Print every one of the records below word for word, leaving out the pictures.

= Stored dataset items =
==================================================

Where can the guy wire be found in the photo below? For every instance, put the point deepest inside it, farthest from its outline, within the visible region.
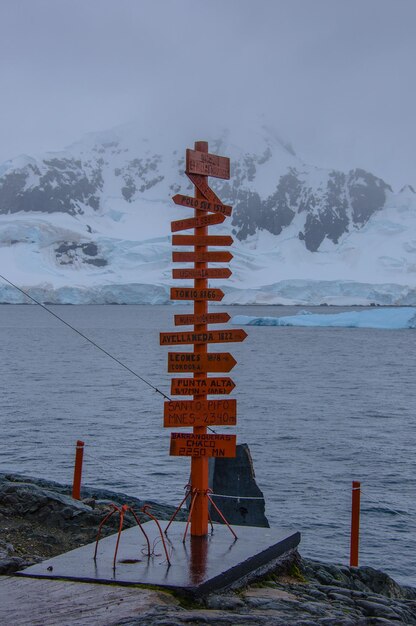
(126, 367)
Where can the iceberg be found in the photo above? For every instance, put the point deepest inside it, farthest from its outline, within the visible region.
(384, 318)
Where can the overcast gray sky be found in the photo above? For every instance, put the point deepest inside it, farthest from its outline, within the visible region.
(335, 77)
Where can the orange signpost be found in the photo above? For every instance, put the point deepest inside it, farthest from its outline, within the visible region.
(202, 204)
(200, 361)
(202, 445)
(205, 318)
(201, 184)
(196, 222)
(201, 413)
(202, 257)
(205, 386)
(211, 272)
(208, 336)
(210, 240)
(207, 164)
(188, 293)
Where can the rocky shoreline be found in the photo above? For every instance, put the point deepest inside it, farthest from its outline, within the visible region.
(39, 519)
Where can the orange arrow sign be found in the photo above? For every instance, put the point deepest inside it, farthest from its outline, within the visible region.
(209, 272)
(201, 183)
(195, 362)
(200, 413)
(202, 386)
(207, 164)
(189, 293)
(206, 318)
(197, 222)
(205, 336)
(202, 205)
(202, 240)
(190, 444)
(202, 257)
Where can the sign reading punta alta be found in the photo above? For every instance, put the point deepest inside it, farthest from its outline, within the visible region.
(200, 413)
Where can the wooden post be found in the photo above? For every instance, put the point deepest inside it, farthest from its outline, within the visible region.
(355, 523)
(76, 485)
(199, 466)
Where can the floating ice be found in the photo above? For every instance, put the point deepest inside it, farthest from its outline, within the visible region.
(384, 318)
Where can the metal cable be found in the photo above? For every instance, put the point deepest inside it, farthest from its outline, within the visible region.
(126, 367)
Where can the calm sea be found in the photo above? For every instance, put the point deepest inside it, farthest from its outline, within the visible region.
(318, 407)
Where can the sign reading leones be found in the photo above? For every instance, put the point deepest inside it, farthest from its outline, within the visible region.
(190, 444)
(195, 362)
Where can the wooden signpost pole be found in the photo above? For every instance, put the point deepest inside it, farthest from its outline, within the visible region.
(201, 413)
(199, 466)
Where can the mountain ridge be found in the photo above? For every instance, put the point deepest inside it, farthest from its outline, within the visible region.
(98, 213)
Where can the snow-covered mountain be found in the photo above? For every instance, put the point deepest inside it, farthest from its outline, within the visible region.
(92, 223)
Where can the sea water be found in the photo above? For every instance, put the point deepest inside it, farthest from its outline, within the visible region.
(319, 407)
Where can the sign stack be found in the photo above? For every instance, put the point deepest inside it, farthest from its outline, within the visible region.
(201, 412)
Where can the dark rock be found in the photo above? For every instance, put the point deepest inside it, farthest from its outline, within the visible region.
(235, 478)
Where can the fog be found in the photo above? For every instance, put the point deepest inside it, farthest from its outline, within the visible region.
(334, 77)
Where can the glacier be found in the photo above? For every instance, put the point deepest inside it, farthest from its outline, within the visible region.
(383, 318)
(91, 224)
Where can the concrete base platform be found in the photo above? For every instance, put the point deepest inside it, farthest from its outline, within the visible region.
(198, 566)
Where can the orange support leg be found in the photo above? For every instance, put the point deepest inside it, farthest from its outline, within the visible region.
(355, 523)
(76, 485)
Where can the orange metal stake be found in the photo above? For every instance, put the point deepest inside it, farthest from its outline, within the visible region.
(76, 485)
(355, 523)
(199, 466)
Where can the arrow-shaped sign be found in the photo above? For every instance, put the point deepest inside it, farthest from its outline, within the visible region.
(209, 272)
(202, 205)
(205, 318)
(201, 183)
(207, 164)
(202, 257)
(205, 336)
(200, 413)
(201, 445)
(202, 240)
(201, 386)
(197, 222)
(190, 293)
(195, 362)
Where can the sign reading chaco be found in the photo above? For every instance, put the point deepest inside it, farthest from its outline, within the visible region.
(200, 413)
(190, 444)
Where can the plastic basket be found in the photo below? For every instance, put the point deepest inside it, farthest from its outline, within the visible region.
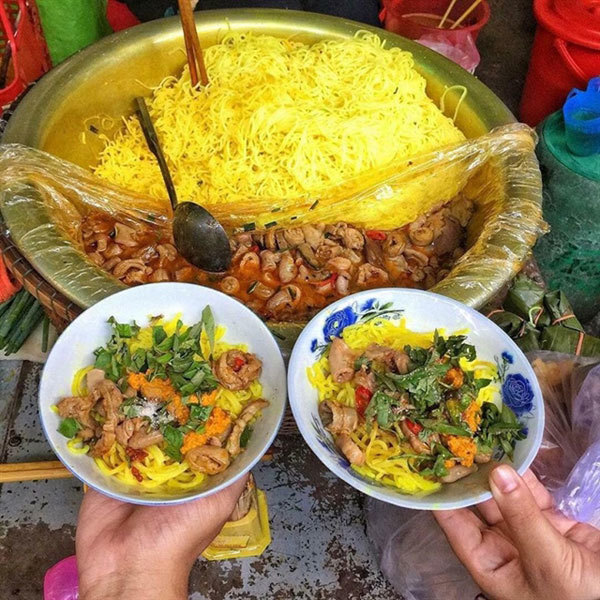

==================================================

= Output below =
Where can the guy wire be found in the photo below? For every instance, put the point deepest inside it, farthest from its outline, within the visible region.
(126, 367)
Where can the iceberg be found in the photo above? For every instance, put the point deepest inside it, farthest from its outline, within the visible region.
(384, 318)
Where can the overcast gray sky be found in the photo above? For every instance, put the point deepest inside it, farthest from its outline, within the visible region.
(335, 77)
Where can the orange signpost be found in the photo above? For every instance, put the point deepest inside it, farthest from its outline, within the visible region.
(202, 204)
(200, 361)
(202, 445)
(205, 318)
(201, 184)
(196, 222)
(201, 413)
(202, 257)
(205, 386)
(211, 272)
(208, 336)
(210, 240)
(207, 164)
(188, 293)
Where can the rocky shoreline be found in the photo above? For every instance, put the point deepest inside it, farthest from its outline, within the visible region.
(39, 519)
Where can the orange arrow sign be found in the photo above? For every instance, put the point deepest inside it, farthest from its outline, within the visible region.
(209, 272)
(201, 183)
(195, 362)
(200, 413)
(202, 386)
(207, 164)
(189, 293)
(206, 318)
(197, 222)
(205, 336)
(202, 205)
(202, 240)
(190, 444)
(202, 257)
Where can the sign reading punta alta be found in the photo above? For every instance, put the point deepest inside it, farthest from its outline, within the visible region.
(200, 413)
Where can the wooden post be found in the photo above? For every instance, put the point deepest inside it, farthest from its outline, within the visible region.
(355, 523)
(76, 485)
(199, 466)
Where can the floating ice be found in the photo above? For every instance, put the point deepest inside it, farthest from its outline, within the visible region.
(384, 318)
Where can the metal cable be found in the photo above? For every instance, put the point deepest inside it, farthest from its outline, within the visible region.
(126, 367)
Where can the calm sea be found in the photo above? For every instance, put the point deepest inside it, farthest from its outline, within the visible region.
(318, 407)
Where can the sign reading leones be found in the photo above? For every instance, put the point deepest inside it, farthest from its outline, within the visible region.
(190, 444)
(195, 362)
Where can the wooden signpost pole be found in the photo above? For every instance, put the point deepest inside it, farthest from its outline, within the visible region.
(201, 413)
(199, 466)
Where can the mountain ridge be found in the photo above? For every instance, put the point deepest inside it, farthest from its outline, within the visible region.
(98, 213)
Where can the snow-covered mountain be found in the photo above? For every instance, put the point deepest inside it, farthest from its outline, within the visible region.
(92, 223)
Where can the sea water be found in the photo above? For every instance, put the point deepest inside it, farthest from its outline, within the visible region.
(319, 407)
Where can the sign stack be found in the photo above? For every instance, put the point deepest inside it, farthest from its outline, within the visible region.
(201, 412)
Where can the dark rock be found in the photo above? For every instance, put the point deepest inside it, farthest from its outline, within the visible region.
(235, 478)
Where can the fog be found in the photo above? For every instance, put the point deepest inside it, farthest from its outline, within the visible region.
(334, 77)
Where can the glacier be found in the photo above? For every instance, put the point deepest inside it, farthest from its outline, within the visible region.
(383, 318)
(91, 224)
Where can the concrete base platform be found in the photo above? For every instance, put the point deepest inside it, farthest from its outline, within the visible region.
(198, 566)
Where can the orange support leg be found in the photo above? For every instance, put the point deepest inside it, farthest from its outline, within the visible region.
(355, 523)
(76, 485)
Where can the orange metal stake be found in the photo above? For every instance, put the point deepest inside it, farthest from its outline, within the visible region.
(76, 485)
(355, 523)
(199, 466)
Where can the arrow-shaped sign be found in the photo above? For every instance, put the point deepest inside it, farthest from its outline, within the visible region.
(209, 272)
(202, 205)
(205, 318)
(201, 183)
(207, 164)
(202, 257)
(205, 336)
(200, 413)
(201, 445)
(202, 240)
(201, 386)
(197, 222)
(190, 293)
(195, 362)
Where can the sign reading chaco be found in the photo above? For every instance, put the point deepest inside it, farthest from its outline, within the visible region.
(200, 413)
(190, 444)
Where can the plastic basket be found in the photo below? For every instance, put the point deepest inside it, farthest from its outline, within the visible region.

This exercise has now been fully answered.